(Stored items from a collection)
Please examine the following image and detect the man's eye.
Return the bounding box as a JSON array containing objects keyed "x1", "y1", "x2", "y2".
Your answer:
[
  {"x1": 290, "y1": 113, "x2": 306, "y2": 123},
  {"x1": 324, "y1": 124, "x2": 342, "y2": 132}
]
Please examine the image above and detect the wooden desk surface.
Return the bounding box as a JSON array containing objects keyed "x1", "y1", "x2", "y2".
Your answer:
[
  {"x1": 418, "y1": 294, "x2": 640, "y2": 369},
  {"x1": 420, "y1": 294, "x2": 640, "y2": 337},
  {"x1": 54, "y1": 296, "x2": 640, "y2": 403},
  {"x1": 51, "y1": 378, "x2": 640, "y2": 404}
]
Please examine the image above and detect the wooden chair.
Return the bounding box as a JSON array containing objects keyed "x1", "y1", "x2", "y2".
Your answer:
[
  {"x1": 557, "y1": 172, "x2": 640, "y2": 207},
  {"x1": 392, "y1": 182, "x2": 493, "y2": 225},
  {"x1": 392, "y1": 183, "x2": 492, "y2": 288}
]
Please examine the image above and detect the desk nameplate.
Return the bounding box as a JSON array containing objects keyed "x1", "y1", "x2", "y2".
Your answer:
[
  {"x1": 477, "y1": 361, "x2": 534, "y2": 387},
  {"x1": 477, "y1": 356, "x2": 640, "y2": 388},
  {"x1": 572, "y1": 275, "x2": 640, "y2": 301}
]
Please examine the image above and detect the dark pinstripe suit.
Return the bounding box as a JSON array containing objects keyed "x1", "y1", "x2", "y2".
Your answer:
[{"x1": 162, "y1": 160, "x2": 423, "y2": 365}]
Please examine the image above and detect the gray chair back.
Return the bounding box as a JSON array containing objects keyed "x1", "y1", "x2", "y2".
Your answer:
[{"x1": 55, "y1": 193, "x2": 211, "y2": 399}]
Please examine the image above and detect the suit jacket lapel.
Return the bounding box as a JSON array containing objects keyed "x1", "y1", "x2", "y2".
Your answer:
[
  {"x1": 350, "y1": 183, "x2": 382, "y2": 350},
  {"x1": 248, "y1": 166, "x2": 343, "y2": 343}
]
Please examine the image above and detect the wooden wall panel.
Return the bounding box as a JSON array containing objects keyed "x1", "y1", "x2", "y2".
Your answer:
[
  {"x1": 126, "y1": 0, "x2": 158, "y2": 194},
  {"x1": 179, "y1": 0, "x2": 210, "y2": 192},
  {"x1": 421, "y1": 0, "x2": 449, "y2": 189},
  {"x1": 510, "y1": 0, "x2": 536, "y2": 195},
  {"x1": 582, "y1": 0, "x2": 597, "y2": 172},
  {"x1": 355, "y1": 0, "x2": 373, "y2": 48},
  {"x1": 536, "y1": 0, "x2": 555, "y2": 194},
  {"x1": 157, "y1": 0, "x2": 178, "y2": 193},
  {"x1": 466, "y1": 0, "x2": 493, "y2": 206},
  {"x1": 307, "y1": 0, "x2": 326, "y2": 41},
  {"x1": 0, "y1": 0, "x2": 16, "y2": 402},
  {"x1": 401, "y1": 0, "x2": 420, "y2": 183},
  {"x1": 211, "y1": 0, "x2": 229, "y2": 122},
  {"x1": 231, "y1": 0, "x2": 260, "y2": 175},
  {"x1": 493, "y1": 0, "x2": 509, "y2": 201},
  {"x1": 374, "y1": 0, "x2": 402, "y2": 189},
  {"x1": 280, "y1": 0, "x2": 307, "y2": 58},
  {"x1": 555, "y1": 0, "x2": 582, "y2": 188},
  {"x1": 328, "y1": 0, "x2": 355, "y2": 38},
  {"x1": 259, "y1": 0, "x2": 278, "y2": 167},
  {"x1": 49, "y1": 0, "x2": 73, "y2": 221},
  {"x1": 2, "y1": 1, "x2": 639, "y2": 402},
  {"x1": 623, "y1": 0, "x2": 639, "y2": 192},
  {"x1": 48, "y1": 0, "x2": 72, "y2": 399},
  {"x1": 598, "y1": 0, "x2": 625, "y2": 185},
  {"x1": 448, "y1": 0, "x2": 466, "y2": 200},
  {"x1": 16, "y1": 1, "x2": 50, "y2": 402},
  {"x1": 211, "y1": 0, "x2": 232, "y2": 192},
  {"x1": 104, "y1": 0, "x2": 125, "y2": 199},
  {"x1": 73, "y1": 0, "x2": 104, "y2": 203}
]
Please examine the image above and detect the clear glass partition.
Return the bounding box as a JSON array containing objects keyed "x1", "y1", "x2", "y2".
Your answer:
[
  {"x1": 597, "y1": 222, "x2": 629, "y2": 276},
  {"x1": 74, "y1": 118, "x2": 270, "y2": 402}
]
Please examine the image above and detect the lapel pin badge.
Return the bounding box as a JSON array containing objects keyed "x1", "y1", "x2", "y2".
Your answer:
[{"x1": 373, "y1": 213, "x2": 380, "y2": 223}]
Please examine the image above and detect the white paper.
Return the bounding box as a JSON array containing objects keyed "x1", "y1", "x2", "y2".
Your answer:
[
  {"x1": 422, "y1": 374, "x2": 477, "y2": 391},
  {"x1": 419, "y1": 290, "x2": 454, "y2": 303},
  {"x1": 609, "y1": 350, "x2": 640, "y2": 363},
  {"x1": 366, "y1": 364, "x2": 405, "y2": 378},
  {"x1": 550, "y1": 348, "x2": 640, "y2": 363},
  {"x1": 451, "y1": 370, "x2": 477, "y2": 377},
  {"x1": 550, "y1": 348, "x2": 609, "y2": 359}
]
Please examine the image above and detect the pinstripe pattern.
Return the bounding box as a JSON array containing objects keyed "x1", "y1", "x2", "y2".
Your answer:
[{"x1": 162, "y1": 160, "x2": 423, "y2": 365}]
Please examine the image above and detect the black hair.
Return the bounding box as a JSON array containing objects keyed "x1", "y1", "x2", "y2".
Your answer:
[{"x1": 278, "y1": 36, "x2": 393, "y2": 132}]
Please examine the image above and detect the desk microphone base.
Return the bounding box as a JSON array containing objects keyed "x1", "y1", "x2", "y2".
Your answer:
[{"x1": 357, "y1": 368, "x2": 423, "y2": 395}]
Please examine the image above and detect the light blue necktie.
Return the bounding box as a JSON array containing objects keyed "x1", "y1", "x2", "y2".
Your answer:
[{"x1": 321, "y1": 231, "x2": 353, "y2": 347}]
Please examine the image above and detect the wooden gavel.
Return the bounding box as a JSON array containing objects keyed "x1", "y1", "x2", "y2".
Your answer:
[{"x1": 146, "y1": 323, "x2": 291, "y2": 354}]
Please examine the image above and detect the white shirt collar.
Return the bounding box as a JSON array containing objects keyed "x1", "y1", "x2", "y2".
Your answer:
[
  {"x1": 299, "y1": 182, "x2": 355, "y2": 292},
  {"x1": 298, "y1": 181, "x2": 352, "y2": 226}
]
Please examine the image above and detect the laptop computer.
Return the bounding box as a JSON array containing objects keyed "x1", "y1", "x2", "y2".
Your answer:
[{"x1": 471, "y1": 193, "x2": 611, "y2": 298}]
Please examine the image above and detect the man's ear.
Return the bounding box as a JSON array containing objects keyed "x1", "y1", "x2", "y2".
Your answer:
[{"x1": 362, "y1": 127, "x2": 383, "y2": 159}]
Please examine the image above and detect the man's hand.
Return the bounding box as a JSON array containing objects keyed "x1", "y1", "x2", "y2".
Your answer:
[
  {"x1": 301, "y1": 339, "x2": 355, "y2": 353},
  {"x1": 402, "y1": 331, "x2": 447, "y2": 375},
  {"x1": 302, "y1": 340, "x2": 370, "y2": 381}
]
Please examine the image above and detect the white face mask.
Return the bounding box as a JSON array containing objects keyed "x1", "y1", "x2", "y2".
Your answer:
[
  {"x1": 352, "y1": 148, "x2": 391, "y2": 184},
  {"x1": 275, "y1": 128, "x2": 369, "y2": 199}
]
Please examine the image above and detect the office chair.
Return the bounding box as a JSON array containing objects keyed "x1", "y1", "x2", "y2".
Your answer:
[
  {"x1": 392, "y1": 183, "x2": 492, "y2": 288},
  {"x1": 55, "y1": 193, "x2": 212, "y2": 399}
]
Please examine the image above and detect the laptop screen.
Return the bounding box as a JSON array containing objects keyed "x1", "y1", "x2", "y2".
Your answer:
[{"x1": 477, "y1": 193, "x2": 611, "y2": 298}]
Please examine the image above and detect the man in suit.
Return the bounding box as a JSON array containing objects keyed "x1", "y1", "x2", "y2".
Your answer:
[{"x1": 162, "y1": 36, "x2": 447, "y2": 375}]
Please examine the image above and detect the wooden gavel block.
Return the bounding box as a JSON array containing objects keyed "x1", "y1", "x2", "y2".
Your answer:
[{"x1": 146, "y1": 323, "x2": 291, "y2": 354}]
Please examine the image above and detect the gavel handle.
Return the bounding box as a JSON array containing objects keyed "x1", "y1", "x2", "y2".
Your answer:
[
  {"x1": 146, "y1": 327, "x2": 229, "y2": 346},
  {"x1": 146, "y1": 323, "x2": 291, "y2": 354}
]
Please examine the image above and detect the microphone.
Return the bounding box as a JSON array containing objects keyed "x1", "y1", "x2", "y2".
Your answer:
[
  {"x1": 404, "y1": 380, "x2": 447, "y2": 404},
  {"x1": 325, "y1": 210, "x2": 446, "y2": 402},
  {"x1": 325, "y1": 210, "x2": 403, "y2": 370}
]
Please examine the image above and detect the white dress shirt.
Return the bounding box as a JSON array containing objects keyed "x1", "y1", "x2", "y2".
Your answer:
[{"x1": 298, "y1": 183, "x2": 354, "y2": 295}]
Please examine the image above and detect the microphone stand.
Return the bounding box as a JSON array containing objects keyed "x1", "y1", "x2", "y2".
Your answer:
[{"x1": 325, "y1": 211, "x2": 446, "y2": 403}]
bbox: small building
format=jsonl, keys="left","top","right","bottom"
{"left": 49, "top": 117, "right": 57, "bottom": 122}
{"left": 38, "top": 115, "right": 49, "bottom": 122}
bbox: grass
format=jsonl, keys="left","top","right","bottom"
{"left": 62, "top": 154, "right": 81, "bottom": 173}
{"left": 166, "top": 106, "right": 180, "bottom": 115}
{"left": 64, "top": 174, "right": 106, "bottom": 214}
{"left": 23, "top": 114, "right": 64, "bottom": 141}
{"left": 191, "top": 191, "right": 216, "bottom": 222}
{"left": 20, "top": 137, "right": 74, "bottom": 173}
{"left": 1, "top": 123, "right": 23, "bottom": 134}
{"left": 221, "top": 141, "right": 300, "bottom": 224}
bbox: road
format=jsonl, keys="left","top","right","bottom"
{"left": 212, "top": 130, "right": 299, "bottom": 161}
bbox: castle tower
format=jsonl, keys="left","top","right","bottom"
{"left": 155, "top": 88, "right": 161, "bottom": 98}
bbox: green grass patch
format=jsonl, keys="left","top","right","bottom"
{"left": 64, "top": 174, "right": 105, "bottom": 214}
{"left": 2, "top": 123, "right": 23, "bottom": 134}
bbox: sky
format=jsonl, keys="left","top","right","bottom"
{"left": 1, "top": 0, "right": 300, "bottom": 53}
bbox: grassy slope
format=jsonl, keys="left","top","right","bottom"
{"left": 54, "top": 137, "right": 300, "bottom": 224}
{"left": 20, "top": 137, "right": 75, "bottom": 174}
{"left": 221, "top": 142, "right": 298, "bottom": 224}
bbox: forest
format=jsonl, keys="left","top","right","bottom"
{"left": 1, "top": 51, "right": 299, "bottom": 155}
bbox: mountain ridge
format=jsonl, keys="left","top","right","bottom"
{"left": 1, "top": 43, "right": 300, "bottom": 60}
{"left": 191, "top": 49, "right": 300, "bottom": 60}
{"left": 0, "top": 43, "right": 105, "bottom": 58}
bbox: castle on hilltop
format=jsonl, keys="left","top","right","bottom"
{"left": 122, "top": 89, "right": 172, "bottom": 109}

Task statement
What are the lines above, starting at the one with "bbox: grassy slope" and ending at the one with "bbox: forest"? Give them again exactly, and only them.

Answer for this exercise
bbox: grassy slope
format=jsonl, keys="left","top","right","bottom"
{"left": 54, "top": 137, "right": 300, "bottom": 224}
{"left": 20, "top": 137, "right": 75, "bottom": 174}
{"left": 221, "top": 142, "right": 298, "bottom": 224}
bbox: forest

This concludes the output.